* EXCERPTED DATA *
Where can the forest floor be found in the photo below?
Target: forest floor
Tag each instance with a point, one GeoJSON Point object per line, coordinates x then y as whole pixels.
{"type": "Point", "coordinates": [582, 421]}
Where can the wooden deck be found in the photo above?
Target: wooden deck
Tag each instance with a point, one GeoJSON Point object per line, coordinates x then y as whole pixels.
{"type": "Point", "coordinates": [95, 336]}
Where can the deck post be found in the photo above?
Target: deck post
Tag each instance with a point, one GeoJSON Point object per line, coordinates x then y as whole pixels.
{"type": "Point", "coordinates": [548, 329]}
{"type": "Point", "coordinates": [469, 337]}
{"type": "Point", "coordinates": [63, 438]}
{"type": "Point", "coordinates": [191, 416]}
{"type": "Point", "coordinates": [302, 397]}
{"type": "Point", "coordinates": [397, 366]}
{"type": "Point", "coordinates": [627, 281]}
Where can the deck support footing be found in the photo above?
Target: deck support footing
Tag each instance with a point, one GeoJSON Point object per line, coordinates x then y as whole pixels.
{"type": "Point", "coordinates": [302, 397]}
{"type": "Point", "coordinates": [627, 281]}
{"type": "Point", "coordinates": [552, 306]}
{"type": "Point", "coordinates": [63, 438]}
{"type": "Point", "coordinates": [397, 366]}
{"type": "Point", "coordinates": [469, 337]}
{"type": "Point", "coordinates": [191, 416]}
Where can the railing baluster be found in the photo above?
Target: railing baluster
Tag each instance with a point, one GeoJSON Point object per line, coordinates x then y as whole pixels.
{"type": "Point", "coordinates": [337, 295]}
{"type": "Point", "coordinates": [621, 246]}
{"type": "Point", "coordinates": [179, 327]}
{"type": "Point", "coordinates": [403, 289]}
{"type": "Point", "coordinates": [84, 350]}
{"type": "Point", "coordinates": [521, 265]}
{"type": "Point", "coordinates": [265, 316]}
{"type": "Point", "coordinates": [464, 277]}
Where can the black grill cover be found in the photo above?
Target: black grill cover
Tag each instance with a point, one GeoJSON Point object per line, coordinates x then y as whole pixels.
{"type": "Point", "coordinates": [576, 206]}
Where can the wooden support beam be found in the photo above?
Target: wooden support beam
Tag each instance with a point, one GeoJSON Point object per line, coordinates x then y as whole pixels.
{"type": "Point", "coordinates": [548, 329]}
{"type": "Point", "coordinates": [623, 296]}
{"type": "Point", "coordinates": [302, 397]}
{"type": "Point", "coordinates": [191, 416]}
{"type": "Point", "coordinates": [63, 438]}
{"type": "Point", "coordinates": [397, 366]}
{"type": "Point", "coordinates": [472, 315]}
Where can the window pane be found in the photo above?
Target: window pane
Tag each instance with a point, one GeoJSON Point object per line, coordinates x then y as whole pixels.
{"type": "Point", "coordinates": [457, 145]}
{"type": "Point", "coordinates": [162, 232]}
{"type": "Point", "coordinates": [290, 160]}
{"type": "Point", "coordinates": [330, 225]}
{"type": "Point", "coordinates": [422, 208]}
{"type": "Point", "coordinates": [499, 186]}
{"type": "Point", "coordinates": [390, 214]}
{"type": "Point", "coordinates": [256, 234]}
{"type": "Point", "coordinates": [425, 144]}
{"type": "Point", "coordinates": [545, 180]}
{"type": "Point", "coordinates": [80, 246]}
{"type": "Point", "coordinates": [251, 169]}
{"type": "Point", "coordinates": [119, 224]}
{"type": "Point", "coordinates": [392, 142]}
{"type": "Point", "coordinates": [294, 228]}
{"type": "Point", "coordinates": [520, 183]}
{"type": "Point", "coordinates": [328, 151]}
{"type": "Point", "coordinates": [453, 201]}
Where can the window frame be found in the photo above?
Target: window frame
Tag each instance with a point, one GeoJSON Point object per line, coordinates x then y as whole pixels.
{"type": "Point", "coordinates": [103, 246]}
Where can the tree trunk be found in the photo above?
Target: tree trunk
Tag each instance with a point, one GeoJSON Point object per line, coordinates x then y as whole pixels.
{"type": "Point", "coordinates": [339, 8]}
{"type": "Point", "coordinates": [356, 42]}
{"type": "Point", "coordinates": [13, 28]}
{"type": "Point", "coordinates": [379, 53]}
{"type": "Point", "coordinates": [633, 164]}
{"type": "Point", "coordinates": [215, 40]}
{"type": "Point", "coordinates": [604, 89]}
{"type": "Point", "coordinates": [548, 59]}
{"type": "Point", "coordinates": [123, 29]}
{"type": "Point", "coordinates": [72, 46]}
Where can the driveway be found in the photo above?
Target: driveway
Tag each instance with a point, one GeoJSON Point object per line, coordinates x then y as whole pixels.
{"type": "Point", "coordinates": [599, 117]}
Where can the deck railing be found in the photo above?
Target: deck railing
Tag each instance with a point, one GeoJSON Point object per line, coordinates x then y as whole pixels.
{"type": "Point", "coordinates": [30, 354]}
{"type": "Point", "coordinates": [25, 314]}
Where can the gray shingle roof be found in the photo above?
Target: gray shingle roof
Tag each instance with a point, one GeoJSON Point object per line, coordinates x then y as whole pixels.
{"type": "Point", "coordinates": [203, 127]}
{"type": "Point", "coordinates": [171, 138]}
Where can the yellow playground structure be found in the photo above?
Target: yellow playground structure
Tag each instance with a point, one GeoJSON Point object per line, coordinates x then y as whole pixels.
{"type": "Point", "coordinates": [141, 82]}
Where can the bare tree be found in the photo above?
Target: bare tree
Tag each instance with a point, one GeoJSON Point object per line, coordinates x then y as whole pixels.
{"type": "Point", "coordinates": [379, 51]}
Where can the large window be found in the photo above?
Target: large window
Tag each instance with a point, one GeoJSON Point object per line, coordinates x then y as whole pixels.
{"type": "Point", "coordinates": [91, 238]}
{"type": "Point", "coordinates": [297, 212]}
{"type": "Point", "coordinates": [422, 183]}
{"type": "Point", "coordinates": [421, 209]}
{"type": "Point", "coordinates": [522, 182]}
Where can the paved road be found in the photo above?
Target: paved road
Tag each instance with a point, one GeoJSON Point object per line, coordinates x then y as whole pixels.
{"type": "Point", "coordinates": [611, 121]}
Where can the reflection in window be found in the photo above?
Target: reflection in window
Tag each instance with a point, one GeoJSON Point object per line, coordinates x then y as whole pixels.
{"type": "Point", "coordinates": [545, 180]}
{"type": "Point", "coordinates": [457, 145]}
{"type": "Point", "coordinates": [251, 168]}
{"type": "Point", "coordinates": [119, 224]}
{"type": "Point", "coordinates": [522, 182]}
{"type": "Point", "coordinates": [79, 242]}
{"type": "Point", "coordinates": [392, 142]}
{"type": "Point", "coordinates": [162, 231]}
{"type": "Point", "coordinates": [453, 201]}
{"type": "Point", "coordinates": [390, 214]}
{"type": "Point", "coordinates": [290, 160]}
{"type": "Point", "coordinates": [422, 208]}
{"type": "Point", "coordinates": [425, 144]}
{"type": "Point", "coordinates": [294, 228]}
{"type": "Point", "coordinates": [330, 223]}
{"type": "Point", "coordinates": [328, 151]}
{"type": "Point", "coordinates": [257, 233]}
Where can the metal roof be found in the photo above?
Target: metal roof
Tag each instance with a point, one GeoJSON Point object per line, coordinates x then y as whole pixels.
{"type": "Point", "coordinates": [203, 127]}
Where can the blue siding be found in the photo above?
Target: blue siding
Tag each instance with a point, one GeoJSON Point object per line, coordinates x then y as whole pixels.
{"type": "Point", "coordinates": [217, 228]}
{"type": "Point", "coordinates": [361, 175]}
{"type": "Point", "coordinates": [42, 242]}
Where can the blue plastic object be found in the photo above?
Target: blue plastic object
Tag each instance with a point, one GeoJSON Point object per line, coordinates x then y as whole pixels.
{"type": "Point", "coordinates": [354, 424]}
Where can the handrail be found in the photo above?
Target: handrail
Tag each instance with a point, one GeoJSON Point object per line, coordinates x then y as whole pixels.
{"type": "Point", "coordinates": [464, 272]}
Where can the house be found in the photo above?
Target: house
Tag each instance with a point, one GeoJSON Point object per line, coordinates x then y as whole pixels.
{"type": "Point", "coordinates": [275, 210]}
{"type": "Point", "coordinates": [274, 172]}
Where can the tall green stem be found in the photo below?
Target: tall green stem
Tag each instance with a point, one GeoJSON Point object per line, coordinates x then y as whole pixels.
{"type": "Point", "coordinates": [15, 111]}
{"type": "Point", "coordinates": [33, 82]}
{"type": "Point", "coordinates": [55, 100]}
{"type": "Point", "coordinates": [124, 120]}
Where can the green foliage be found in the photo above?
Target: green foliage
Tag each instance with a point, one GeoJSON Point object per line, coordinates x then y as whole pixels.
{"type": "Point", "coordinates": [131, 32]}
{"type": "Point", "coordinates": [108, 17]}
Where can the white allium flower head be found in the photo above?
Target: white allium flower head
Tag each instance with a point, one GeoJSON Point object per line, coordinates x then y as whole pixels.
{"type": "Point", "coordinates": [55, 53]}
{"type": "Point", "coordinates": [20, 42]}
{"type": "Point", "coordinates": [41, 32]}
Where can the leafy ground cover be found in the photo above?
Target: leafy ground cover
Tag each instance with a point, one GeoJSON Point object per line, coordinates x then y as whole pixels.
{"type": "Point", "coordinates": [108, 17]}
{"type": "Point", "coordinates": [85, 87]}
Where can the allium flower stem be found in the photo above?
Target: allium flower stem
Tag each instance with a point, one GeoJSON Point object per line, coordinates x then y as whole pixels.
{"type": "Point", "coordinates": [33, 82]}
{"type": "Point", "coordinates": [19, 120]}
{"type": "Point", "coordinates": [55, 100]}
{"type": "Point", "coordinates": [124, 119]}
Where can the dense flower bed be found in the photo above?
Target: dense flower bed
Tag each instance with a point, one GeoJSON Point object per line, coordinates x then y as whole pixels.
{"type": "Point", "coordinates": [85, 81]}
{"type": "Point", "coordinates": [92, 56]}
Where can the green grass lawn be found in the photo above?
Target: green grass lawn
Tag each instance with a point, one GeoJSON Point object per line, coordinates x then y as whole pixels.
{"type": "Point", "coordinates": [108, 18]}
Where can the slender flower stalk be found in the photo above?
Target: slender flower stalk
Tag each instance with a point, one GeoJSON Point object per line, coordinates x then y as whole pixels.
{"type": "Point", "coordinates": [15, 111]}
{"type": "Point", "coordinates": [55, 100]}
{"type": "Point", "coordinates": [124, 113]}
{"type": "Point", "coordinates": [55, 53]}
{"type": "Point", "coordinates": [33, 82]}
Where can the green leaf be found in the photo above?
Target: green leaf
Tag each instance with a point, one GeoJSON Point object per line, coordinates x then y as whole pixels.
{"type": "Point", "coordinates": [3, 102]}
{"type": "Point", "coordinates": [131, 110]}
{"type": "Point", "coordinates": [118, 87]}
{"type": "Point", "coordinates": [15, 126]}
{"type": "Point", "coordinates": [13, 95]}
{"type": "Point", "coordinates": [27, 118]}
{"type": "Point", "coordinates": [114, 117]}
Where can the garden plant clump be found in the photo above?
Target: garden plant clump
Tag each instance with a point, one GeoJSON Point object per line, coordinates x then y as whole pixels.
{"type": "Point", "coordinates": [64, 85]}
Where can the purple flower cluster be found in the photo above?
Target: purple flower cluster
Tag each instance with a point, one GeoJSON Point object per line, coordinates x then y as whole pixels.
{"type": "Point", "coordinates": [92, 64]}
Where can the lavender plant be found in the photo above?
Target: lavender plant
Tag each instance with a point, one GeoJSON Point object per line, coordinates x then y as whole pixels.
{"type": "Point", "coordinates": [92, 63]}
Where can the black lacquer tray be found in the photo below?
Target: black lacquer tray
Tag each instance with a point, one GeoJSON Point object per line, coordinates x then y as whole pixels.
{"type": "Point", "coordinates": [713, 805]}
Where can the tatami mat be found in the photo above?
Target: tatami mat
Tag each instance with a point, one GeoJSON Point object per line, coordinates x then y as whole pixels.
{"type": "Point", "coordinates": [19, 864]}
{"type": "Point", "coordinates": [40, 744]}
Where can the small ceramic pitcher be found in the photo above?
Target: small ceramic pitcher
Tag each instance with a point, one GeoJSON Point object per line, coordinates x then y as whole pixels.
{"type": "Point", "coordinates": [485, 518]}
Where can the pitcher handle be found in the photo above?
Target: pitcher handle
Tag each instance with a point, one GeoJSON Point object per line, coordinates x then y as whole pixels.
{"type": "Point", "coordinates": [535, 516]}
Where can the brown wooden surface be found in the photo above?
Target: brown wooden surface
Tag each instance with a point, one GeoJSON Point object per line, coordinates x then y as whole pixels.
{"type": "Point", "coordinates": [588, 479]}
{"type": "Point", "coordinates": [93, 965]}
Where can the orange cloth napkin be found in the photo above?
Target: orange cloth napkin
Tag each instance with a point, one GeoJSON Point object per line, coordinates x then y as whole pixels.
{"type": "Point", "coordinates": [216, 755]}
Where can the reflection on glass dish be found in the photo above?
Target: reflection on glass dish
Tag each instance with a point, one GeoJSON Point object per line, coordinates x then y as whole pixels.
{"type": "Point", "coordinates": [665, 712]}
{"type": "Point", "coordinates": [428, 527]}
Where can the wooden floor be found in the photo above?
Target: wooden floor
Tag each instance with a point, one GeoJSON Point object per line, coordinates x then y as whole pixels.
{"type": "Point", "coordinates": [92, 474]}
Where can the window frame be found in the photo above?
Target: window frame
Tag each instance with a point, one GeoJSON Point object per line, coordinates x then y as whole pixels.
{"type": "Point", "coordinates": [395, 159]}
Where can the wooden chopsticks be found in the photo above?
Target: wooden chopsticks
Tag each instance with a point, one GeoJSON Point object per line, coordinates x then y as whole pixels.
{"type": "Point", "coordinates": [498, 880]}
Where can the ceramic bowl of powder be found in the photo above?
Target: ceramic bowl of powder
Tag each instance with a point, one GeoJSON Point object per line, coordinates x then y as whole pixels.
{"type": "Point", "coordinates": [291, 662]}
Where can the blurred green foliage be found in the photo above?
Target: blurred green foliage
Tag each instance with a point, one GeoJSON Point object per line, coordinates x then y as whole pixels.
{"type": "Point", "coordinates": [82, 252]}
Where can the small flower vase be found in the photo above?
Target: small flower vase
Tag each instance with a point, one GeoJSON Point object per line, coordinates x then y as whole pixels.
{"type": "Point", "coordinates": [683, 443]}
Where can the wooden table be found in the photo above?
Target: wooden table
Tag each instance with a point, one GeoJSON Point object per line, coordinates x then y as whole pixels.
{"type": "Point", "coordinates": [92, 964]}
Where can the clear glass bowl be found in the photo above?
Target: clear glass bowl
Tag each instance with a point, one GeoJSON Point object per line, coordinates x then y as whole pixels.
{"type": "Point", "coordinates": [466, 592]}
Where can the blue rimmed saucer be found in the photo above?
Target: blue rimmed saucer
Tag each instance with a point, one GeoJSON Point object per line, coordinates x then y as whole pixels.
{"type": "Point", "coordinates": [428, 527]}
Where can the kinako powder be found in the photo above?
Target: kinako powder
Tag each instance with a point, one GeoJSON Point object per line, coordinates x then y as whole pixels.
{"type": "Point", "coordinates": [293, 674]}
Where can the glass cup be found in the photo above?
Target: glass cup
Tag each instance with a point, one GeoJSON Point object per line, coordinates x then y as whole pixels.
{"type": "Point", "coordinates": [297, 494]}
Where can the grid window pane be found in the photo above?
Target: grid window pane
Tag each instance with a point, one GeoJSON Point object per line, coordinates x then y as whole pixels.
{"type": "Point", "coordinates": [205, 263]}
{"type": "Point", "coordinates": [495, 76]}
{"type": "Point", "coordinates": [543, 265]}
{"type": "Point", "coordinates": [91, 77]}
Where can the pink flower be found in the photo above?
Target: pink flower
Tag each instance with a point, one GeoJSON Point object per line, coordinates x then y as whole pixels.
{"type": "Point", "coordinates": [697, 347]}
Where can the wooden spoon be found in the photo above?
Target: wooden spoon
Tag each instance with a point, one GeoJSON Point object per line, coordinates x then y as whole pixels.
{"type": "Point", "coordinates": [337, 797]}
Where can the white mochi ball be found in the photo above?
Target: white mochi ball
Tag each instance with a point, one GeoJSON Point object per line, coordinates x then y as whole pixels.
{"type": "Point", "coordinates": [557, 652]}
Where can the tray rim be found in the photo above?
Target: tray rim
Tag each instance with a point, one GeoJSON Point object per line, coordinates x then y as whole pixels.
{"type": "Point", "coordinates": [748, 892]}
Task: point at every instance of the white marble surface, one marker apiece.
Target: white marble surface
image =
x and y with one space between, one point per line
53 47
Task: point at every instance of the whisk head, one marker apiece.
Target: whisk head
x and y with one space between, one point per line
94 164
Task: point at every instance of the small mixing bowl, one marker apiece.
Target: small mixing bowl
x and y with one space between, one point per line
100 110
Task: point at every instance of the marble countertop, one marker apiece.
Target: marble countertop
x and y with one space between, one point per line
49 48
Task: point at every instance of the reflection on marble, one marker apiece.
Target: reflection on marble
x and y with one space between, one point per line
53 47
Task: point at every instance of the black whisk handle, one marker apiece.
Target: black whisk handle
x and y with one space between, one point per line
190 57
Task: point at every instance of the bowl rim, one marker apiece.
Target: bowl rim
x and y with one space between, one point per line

* EXERCISE *
Up to and including the line with "Target: black grill cover", reproduce the material above exactly as it appears, starting from its first line.

* WRITTEN ANSWER *
Where can the forest floor be found in the photo below?
Target: forest floor
Tag each instance with a point, one GeoJSON Point object per line, coordinates x then y as whole pixels.
{"type": "Point", "coordinates": [582, 421]}
Where can the wooden deck be found in the photo above?
Target: wooden deck
Tag each instance with a point, one GeoJSON Point object per line, coordinates x then y as whole pixels.
{"type": "Point", "coordinates": [95, 336]}
Where can the deck post be found in the photo above?
Target: deck post
Tag each instance with a point, one GeoJSON Point object per line, coordinates x then y as whole pixels.
{"type": "Point", "coordinates": [548, 329]}
{"type": "Point", "coordinates": [469, 337]}
{"type": "Point", "coordinates": [63, 438]}
{"type": "Point", "coordinates": [191, 416]}
{"type": "Point", "coordinates": [302, 397]}
{"type": "Point", "coordinates": [397, 366]}
{"type": "Point", "coordinates": [627, 281]}
Where can the deck support footing be found in the photo above?
Target: deck support footing
Tag each instance with a point, one GeoJSON Point object per line, coordinates x then y as whole pixels.
{"type": "Point", "coordinates": [302, 397]}
{"type": "Point", "coordinates": [627, 281]}
{"type": "Point", "coordinates": [552, 306]}
{"type": "Point", "coordinates": [63, 438]}
{"type": "Point", "coordinates": [397, 366]}
{"type": "Point", "coordinates": [469, 337]}
{"type": "Point", "coordinates": [191, 416]}
Where can the railing baluster be found in the photo above?
Target: railing baluster
Tag each instance with a point, one GeoJSON Point object per line, coordinates x then y as whole pixels.
{"type": "Point", "coordinates": [337, 295]}
{"type": "Point", "coordinates": [621, 246]}
{"type": "Point", "coordinates": [179, 327]}
{"type": "Point", "coordinates": [403, 289]}
{"type": "Point", "coordinates": [84, 350]}
{"type": "Point", "coordinates": [521, 265]}
{"type": "Point", "coordinates": [265, 316]}
{"type": "Point", "coordinates": [464, 277]}
Where can the black grill cover be found in the photo above?
Target: black grill cover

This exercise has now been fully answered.